_Source extract_
It’s not so bad but there’s still lots to do

In January this year, I decided I wanted to get into teaching. The first step in becoming a teacher is gaining relevant experience in schools. With this in mind, I started volunteering in a secondary academy in London at the start of February. I also visited two other schools for a day of observation, as well as volunteered with the charity IntoUniversity, one evening a week, helping secondary school children with their homework.

It’s fair to say I have learned a lot in the last two months. What has struck me though is the utter disparity between what I have observed in the schools I have been to, and what I read in the newspapers (ok, in the Guardian) about the dire state of education in this country. First of all, a disclaimer. I know that having visited three secondary schools in London does not qualify me to make a judgement on the overall picture of education in the country. All I am doing is sharing my experience in schools so far and noting that it does not seem to bear any relation to what is described in some of the “our education system is in crisis” articles I read in the Guardian (particularly in the secret teacher column).

So what are my impressions so far?

_What you need to do_
[1] Write out the passage from the post about getting into teaching, starting with "In January this" and going on through "with their homework.".
[2] Answer these questions using the post about getting into teaching:
(a) In which month did the writer begin volunteering at a secondary academy in London?
(b) How often did the writer volunteer with IntoUniversity?
(c) Which column in the Guardian does the writer particularly mention?
[3] List every activity the writer of the post about getting into teaching names as a way of gaining experience in schools.

_Stored dataset items_
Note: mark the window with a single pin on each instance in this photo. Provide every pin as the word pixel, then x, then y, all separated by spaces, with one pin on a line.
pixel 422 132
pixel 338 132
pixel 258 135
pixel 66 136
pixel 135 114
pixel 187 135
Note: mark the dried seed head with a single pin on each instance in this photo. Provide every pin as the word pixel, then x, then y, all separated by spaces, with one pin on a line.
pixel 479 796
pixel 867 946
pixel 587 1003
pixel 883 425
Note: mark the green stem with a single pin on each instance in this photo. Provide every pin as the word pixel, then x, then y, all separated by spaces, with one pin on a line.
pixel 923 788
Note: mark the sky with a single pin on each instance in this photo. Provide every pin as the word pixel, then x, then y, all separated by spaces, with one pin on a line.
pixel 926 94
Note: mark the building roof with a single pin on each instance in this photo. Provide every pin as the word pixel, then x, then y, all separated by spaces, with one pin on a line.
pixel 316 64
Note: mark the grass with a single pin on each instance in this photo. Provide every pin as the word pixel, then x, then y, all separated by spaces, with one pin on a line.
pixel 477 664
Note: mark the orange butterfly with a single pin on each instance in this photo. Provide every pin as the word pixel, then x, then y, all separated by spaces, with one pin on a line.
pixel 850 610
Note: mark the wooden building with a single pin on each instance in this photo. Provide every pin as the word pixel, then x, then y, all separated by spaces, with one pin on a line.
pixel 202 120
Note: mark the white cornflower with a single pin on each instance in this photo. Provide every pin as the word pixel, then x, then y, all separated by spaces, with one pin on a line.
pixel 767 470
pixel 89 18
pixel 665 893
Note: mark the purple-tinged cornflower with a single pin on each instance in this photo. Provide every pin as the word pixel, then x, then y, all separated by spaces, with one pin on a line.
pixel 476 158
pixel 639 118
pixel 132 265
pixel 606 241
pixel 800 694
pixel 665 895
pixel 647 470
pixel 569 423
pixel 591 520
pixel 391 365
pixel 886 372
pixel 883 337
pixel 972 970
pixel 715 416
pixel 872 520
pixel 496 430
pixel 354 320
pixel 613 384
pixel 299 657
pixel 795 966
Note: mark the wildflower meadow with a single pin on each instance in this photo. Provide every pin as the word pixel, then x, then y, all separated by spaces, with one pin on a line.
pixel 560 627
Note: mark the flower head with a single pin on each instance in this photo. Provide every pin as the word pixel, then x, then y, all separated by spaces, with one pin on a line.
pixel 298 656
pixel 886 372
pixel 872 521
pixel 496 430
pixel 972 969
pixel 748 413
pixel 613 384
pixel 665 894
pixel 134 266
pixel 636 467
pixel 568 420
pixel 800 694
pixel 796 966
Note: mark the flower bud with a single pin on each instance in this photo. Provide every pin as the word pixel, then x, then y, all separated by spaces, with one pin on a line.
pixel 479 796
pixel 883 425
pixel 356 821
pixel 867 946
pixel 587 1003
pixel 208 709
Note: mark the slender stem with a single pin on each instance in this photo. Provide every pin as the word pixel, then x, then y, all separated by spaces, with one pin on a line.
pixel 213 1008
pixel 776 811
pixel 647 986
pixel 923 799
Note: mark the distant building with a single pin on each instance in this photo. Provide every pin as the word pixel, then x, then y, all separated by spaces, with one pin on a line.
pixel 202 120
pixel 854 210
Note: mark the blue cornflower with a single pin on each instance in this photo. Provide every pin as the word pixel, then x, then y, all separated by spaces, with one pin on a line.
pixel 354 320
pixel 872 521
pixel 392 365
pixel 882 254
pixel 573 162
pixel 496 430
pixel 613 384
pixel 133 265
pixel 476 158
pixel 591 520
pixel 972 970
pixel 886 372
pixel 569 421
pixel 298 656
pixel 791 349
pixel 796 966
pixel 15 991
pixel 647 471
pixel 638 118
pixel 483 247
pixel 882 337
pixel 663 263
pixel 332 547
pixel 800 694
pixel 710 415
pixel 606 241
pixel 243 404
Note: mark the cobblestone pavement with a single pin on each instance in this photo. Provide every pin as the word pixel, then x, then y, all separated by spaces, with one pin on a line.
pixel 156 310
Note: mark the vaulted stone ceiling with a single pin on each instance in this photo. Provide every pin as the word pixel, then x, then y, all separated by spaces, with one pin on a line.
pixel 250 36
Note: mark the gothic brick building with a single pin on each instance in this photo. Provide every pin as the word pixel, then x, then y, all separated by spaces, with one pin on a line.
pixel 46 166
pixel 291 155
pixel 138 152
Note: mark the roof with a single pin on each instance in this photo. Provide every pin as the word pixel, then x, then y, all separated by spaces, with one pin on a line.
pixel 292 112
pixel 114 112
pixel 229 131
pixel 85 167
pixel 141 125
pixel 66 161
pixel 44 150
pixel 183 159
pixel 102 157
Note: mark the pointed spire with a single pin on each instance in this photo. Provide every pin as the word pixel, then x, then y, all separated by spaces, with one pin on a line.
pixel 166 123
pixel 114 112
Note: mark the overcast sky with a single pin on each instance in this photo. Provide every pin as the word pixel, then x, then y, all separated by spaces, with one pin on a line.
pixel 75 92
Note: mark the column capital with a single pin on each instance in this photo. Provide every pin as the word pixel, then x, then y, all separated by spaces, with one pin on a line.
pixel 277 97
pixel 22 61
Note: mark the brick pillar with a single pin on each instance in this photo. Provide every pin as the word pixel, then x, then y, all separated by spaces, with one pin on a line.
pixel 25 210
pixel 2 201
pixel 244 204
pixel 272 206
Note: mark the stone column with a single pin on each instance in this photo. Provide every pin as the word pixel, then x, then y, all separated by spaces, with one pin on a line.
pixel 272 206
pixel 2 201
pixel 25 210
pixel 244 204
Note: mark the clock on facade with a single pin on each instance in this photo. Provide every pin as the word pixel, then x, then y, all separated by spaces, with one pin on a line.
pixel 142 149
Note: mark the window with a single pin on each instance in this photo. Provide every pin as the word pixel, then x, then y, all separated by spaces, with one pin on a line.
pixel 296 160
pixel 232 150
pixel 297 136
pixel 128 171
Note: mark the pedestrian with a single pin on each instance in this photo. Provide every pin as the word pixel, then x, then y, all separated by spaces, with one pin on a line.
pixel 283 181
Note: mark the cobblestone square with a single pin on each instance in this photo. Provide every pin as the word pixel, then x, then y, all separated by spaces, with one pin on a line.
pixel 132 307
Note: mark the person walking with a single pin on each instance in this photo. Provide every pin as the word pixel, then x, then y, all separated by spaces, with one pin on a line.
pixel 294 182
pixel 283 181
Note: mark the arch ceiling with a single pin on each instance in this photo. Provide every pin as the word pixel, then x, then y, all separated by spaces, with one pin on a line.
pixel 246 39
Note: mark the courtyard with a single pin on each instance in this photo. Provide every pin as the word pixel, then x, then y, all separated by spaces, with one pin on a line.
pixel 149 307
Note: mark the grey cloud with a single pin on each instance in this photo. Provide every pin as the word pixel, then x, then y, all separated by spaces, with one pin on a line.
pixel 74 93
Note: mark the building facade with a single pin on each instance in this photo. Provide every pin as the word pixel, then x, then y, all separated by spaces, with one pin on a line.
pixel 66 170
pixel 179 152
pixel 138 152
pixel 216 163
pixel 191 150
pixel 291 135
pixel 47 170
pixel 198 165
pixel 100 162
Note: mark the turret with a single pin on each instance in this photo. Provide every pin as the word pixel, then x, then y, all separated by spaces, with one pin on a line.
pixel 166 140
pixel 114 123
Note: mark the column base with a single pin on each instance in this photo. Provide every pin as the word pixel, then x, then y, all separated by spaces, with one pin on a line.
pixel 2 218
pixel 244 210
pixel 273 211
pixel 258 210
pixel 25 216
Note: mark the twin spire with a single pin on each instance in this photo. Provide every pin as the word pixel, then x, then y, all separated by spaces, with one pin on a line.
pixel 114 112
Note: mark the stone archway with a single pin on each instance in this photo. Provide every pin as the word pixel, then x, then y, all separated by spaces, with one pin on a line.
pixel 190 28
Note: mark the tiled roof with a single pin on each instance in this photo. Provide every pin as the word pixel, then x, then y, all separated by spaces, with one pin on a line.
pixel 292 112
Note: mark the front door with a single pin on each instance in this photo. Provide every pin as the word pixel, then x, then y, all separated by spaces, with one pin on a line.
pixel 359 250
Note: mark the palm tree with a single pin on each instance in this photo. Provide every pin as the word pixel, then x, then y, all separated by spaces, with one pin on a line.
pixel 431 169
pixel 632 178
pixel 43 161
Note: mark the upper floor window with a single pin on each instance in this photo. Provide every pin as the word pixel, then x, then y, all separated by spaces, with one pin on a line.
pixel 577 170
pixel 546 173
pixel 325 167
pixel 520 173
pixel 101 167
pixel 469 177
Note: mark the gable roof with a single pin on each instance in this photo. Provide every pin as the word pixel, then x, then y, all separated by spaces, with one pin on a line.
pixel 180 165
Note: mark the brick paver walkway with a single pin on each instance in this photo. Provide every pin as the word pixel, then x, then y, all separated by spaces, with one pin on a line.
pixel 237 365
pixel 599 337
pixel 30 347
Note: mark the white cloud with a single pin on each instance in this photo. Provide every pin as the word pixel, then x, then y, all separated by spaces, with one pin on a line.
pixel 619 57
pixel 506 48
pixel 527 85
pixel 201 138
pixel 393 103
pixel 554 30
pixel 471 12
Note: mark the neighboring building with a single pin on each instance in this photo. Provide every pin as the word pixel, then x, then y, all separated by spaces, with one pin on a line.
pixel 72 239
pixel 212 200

_Solutions to the exercise_
[1]
In January this year, I decided I wanted to get into teaching. The first step in becoming a teacher is gaining relevant experience in schools. With this in mind, I started volunteering in a secondary academy in London at the start of February. I also visited two other schools for a day of observation, as well as volunteered with the charity IntoUniversity, one evening a week, helping secondary school children with their homework.

[2]
(a) February
(b) One evening a week
(c) The secret teacher column

[3]
- Volunteering in a secondary academy in London
- Visiting two other schools for a day of observation
- Volunteering with the charity IntoUniversity, helping secondary school children with their homework